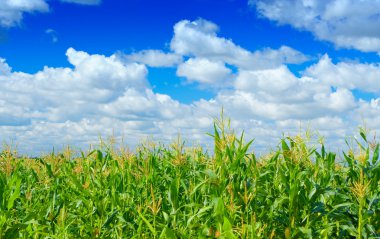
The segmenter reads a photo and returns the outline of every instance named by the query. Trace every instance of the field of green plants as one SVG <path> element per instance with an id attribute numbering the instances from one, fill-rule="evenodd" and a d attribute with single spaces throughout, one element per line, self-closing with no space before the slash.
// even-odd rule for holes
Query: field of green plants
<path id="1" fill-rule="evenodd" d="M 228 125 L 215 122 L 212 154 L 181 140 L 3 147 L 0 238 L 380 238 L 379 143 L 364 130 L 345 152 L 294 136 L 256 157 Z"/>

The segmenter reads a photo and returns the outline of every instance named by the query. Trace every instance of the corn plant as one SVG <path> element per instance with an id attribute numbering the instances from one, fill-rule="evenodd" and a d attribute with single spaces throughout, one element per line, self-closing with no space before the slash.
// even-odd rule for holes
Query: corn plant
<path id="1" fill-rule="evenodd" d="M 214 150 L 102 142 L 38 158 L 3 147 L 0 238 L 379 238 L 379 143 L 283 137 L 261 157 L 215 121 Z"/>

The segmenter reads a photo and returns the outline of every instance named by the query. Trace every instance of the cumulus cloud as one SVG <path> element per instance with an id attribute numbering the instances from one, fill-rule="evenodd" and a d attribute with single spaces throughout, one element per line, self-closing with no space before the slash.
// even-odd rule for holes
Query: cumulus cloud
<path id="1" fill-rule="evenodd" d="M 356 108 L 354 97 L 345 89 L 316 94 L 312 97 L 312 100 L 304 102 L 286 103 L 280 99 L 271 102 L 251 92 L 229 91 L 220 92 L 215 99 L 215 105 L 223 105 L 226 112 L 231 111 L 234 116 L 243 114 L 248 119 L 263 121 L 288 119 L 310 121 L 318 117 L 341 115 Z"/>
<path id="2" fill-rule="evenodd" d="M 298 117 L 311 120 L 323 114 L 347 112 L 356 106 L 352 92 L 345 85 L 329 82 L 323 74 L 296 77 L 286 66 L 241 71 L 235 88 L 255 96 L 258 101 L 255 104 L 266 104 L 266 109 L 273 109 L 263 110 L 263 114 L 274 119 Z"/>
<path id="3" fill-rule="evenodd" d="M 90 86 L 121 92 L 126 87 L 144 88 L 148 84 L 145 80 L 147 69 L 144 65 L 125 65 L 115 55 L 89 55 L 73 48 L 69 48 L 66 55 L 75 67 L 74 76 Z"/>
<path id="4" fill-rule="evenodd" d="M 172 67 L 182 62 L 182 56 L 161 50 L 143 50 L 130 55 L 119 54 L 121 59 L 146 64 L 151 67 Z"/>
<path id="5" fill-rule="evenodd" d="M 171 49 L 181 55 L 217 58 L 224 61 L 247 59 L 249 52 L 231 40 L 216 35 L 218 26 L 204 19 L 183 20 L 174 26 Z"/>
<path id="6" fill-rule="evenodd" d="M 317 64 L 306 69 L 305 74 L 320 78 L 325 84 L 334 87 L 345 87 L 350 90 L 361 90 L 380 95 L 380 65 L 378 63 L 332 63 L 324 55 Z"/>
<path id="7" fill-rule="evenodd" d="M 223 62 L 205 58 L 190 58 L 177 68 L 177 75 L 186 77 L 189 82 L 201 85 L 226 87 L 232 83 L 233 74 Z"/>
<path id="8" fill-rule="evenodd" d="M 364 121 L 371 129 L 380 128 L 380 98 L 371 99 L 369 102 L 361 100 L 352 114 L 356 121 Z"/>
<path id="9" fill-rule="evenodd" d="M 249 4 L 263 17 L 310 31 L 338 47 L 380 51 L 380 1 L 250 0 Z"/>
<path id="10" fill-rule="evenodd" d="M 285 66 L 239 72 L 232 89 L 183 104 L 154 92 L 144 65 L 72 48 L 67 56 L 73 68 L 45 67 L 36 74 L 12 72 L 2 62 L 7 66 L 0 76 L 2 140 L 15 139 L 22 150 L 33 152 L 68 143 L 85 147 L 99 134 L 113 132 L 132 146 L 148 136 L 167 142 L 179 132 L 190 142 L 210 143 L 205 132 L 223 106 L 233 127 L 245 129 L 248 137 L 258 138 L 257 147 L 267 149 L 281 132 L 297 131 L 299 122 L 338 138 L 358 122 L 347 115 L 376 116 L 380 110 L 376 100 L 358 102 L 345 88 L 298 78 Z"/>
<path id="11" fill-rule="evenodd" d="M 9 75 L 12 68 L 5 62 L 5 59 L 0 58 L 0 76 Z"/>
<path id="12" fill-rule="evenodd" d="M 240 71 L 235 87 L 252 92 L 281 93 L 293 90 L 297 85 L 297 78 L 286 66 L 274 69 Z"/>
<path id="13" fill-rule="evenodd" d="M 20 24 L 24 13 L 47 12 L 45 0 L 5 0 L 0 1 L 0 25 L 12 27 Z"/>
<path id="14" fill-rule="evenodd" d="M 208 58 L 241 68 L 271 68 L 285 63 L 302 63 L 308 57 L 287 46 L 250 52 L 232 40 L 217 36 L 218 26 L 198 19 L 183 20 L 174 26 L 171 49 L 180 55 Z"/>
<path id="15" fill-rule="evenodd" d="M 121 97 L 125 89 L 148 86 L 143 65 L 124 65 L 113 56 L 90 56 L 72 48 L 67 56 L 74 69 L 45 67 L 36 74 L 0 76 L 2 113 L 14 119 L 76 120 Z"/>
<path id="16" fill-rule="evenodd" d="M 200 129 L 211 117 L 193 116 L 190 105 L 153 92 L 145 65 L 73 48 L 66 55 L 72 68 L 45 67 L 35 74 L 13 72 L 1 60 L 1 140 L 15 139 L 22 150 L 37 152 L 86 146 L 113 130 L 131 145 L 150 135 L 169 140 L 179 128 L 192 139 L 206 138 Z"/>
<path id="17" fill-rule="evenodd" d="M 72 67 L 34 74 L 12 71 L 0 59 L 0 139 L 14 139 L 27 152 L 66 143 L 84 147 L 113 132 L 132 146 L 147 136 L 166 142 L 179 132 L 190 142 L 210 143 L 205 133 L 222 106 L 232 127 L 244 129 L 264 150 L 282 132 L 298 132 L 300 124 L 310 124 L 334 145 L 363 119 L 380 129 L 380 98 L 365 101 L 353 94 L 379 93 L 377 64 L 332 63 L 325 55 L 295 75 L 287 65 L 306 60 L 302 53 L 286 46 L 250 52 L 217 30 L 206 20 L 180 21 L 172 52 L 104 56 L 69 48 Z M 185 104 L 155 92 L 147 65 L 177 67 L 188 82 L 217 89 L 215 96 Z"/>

_ _ _ _

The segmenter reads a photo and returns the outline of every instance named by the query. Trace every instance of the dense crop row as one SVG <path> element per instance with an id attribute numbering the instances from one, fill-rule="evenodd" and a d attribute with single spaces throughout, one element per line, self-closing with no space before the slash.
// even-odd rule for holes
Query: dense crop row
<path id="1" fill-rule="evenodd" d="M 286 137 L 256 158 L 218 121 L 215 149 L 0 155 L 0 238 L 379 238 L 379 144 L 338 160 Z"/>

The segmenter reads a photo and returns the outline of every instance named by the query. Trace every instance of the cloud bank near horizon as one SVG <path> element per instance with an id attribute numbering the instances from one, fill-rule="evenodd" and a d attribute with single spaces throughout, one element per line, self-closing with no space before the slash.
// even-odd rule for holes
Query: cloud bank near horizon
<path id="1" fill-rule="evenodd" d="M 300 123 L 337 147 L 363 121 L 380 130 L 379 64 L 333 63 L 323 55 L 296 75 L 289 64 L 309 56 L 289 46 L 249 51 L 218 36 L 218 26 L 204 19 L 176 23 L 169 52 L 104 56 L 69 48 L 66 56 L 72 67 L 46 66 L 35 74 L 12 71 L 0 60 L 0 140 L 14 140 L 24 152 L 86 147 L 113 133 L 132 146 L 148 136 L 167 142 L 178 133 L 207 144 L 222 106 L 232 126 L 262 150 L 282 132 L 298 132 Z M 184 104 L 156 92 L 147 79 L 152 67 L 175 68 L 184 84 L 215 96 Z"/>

_ _ _ _

- **AIM OF THE EXERCISE**: Where the word "closing" occurs in a line of the records, copy that line.

- **RESULT**:
The segmenter reads a photo and returns the outline of every instance named by the query. Trace every instance of the field of green plants as one SVG <path> element per instance with an id attribute numbering the instances from one, fill-rule="evenodd" and a d attribute with single spaces throughout, one element per line, self-closing with no space before the slash.
The segmenter reads a photo and returns the outline of every instance named by the query. Trace every instance of the corn plant as one SVG <path> element per instance with an id attribute numbering the instances from one, fill-rule="evenodd" and a d attribute with single spaces throughout, one element per line, self-closing with no space before the slash.
The segmenter reads a photo and returns the outline of every instance named by the query. Trace every instance of the cumulus cloud as one SVG <path> element per instance with an id attribute numbering the instances from one, fill-rule="evenodd" and a d attribute with single spaces throughout, one element per line, self-closing with no space before the slash.
The segmenter reads a photo and returns the outline of every instance named by the query. Trace every instance of the dense crop row as one SVG <path> element per instance with an id attribute numbering the instances from one, fill-rule="evenodd" and a d attribute with single spaces throughout, one element per line, self-closing with no space before the slash.
The segmenter reads a photo and returns the outline of every instance named by the query. Trace every instance of the cloud bank near horizon as one SVG <path> element per instance with an id attribute numbering the instances from one, fill-rule="evenodd" and a d attribute with single spaces throughout, one element per line, self-closing with no space before the slash.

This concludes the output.